- [What is being asked]
Set down, word for word, the stretch of lines from the one containing "Note: spot the chair" to the end of the records below.

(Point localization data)
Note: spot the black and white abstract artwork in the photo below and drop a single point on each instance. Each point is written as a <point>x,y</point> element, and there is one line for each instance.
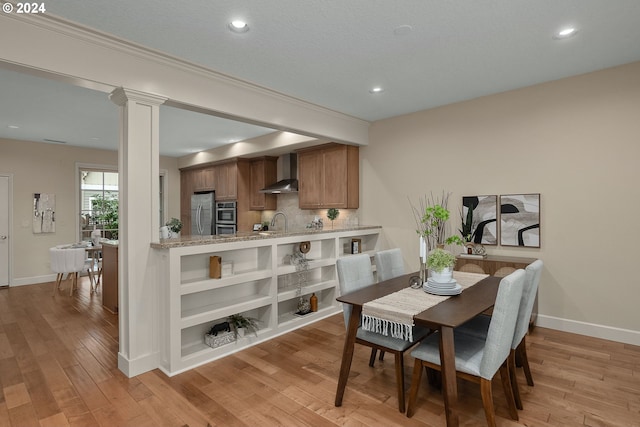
<point>484,227</point>
<point>520,220</point>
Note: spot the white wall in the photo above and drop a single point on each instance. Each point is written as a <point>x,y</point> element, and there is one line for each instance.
<point>48,168</point>
<point>575,141</point>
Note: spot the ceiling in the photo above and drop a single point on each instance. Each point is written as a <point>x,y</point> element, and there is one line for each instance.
<point>423,53</point>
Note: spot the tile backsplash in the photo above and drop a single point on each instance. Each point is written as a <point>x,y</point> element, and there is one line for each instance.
<point>299,218</point>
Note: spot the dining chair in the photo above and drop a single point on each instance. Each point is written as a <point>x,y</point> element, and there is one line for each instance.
<point>479,326</point>
<point>354,273</point>
<point>389,264</point>
<point>67,261</point>
<point>94,267</point>
<point>478,359</point>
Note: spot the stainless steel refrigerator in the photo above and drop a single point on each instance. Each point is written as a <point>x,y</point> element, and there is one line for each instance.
<point>203,221</point>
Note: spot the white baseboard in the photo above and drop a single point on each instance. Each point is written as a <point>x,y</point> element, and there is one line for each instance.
<point>626,336</point>
<point>33,280</point>
<point>133,367</point>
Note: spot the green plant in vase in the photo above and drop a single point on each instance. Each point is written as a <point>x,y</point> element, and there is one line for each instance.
<point>332,214</point>
<point>439,260</point>
<point>441,264</point>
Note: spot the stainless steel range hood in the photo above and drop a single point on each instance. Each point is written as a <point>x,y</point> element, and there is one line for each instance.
<point>287,176</point>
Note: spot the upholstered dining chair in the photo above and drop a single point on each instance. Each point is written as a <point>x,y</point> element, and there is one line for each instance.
<point>389,264</point>
<point>478,359</point>
<point>354,273</point>
<point>479,327</point>
<point>67,261</point>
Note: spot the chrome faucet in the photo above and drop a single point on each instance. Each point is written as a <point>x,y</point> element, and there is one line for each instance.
<point>273,220</point>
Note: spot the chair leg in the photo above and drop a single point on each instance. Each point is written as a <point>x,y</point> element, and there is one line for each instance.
<point>74,283</point>
<point>372,358</point>
<point>522,351</point>
<point>415,385</point>
<point>434,377</point>
<point>487,402</point>
<point>512,378</point>
<point>400,380</point>
<point>58,282</point>
<point>508,392</point>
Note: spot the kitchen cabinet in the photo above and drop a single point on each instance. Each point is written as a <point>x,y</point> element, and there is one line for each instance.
<point>263,173</point>
<point>231,182</point>
<point>496,265</point>
<point>329,177</point>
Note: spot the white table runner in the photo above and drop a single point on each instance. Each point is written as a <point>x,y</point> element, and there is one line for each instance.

- [Result for this task]
Note: spot the chair leg in the photo above and drop a single point on each instance. Each point is written as a <point>x,y</point> element, and there is one line for each instance.
<point>74,283</point>
<point>372,358</point>
<point>522,351</point>
<point>415,385</point>
<point>434,377</point>
<point>487,402</point>
<point>512,378</point>
<point>400,380</point>
<point>58,282</point>
<point>508,392</point>
Note: spot the kitchen cabinet in the photo above and drop a single point on each instance. Each point is written as a <point>x,y</point> element, and there is one line for each instance.
<point>263,173</point>
<point>231,182</point>
<point>496,265</point>
<point>329,177</point>
Note: spot the white table runner in the photo above and drop a single point on each instance. Each point is written as a <point>x,y</point> element, and there is one line for each instance.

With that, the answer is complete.